_INSTRUCTIONS TO FOLLOW_
Copy out every one of the records below line for line, changing nothing.

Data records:

* * * * * * *

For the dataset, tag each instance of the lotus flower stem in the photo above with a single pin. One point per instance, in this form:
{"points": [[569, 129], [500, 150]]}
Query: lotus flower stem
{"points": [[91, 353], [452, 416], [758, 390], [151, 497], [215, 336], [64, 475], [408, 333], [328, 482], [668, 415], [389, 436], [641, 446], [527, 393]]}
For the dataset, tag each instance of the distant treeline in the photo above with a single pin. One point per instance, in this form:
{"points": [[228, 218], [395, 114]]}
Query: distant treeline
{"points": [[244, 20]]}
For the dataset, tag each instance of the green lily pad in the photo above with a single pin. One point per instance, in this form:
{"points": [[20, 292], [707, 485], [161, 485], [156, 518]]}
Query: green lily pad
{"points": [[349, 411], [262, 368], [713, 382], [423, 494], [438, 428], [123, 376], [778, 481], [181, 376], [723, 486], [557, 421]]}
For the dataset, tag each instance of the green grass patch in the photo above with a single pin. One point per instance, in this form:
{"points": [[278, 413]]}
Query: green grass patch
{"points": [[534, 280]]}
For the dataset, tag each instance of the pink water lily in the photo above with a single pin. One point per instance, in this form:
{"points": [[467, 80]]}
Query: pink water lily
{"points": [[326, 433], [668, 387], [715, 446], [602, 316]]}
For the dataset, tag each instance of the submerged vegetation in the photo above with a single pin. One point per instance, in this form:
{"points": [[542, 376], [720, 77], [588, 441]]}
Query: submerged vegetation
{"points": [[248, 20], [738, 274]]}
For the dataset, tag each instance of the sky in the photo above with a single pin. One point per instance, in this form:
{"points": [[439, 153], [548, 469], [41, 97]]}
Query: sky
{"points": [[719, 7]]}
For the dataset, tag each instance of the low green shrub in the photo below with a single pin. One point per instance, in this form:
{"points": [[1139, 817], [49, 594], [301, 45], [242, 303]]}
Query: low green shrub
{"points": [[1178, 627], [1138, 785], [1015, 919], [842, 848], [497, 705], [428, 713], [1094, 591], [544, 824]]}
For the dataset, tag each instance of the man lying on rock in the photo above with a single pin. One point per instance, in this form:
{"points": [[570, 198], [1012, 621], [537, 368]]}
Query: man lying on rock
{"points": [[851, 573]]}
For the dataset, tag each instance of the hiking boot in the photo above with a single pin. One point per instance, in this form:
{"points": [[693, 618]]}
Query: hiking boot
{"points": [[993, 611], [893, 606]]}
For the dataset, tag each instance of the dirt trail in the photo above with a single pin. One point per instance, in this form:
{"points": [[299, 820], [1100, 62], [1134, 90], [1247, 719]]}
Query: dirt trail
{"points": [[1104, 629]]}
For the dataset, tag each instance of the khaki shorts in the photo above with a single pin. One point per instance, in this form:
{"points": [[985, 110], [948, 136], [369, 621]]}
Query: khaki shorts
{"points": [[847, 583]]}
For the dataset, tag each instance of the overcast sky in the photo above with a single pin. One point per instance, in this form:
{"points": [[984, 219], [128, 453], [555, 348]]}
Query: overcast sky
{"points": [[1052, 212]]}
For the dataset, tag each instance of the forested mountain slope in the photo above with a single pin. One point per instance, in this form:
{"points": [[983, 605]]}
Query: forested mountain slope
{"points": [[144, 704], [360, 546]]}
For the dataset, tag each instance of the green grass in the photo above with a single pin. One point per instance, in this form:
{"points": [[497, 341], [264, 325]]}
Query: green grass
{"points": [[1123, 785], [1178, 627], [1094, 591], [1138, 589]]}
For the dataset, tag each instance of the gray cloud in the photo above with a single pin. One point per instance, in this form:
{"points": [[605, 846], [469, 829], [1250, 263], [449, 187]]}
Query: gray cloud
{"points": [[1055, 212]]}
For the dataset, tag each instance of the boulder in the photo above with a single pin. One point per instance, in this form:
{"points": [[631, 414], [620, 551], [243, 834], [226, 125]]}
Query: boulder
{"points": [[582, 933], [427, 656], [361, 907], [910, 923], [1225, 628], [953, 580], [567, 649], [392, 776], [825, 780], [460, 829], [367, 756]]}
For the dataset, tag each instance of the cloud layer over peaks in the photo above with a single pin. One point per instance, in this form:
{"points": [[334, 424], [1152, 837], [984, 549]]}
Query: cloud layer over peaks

* * * * * * *

_FULL ANSWER_
For the dataset, tag each instance of the lotus flower stem in the photo above with a single pin. One point per instance, in this form:
{"points": [[569, 129], [500, 150]]}
Query: lotus flower stem
{"points": [[91, 353], [452, 416], [758, 390], [151, 497], [215, 336], [64, 475], [408, 333], [328, 482], [668, 415], [389, 436], [641, 446], [527, 393]]}
For the dataset, tag each instance of the distant treeline in the photo above with a single pin. One point per instance, in this form:
{"points": [[228, 218], [395, 114]]}
Query: distant treeline
{"points": [[244, 20]]}
For the dataset, tag each instance of the green lily pad in the photo above with a single pin. One point per instance, in this form:
{"points": [[20, 292], [707, 485], [161, 485], [156, 518]]}
Query: green lily pad
{"points": [[349, 411], [262, 368], [713, 382], [423, 494], [438, 428], [123, 376], [778, 481], [181, 376], [723, 486], [557, 421]]}
For the dataset, tag each instance of the green grass patch in the photo above with a single pin. One point per instance, in this form:
{"points": [[278, 413]]}
Query: green grass patch
{"points": [[534, 280]]}
For the dataset, tag each instance of the pink water lily in the photo above with a single pin. One point per instance, in this form:
{"points": [[467, 80]]}
Query: pink water lily
{"points": [[326, 433], [668, 387], [715, 446], [602, 316]]}
For the dataset, tag each instance of the submerged vegetation in the photo above with a single pin. One point per instance, in this form:
{"points": [[542, 376], [720, 77], [588, 441]]}
Query: submerged vegetation
{"points": [[248, 20], [738, 274]]}
For the dataset, tag each instance of the sky in the photo above with a single pin. One point per instance, in this form:
{"points": [[439, 153], [548, 469], [41, 97]]}
Query: sky
{"points": [[719, 7]]}
For the dataset, tag each instance of the low green shrub in the photo below with a single pin. One point per instance, in this form:
{"points": [[1139, 817], [49, 594], [301, 45], [242, 303]]}
Query: low green shrub
{"points": [[1178, 627], [1138, 785], [1015, 919], [842, 848], [497, 705], [428, 713], [1094, 591], [544, 824]]}
For the dataset, tag each instance of the man lying on rock in the photo above with a single pin. One point per instance, in this form:
{"points": [[570, 198], [1012, 621], [537, 368]]}
Query: man lying on rock
{"points": [[851, 573]]}
For the dataset, tag each instance of the hiking boot in the photo above with a single pin. One point per instance, in this form:
{"points": [[693, 618]]}
Query: hiking boot
{"points": [[993, 611], [893, 606]]}
For the dataset, tag each instance of the dirt trail in the photo above with a single pin. One point per instance, in this form:
{"points": [[299, 820], [1100, 62], [1134, 90], [1247, 719]]}
Query: dirt trail
{"points": [[1104, 629]]}
For the dataset, tag each instance of the khaki shorts in the photo above with a single pin. One point per instance, in this form:
{"points": [[985, 110], [948, 136], [369, 621]]}
Query: khaki shorts
{"points": [[847, 583]]}
For the dataset, tag each instance of the overcast sky in the photo above with a single pin. One point per instance, in this form:
{"points": [[984, 219], [128, 453], [555, 348]]}
Query: overcast sky
{"points": [[1052, 212]]}
For the dataset, tag each instance of the forested mountain slope in the photo above with a single pin. One point per instance, in this form:
{"points": [[983, 605]]}
Query: forested mountain slope
{"points": [[144, 704], [360, 546]]}
For the dataset, tag each instance of the green grass in the photo above with a single pin. One point per instance, in this form:
{"points": [[497, 341], [264, 325]]}
Query: green grass
{"points": [[1123, 785], [1178, 627], [1094, 591], [1138, 589]]}
For the dataset, tag each instance of the gray cloud in the photo above with a single pin. One point per instance, in this form:
{"points": [[605, 846], [469, 829], [1250, 263], [449, 187]]}
Query: gray cloud
{"points": [[1055, 212]]}
For the dataset, tag each instance of the boulder in the photo above with a single pin. One point per instance, in this form:
{"points": [[631, 414], [620, 551], [243, 834], [226, 125]]}
Query: boulder
{"points": [[582, 933], [427, 656], [361, 907], [910, 923], [1225, 628], [953, 580], [567, 649], [392, 776], [825, 780], [460, 829], [367, 756]]}
For the dataset, tag each instance of the cloud layer over peaks in the photo above with a single pin. One point per instance, in this form:
{"points": [[334, 424], [1152, 837], [984, 549]]}
Query: cloud layer over peaks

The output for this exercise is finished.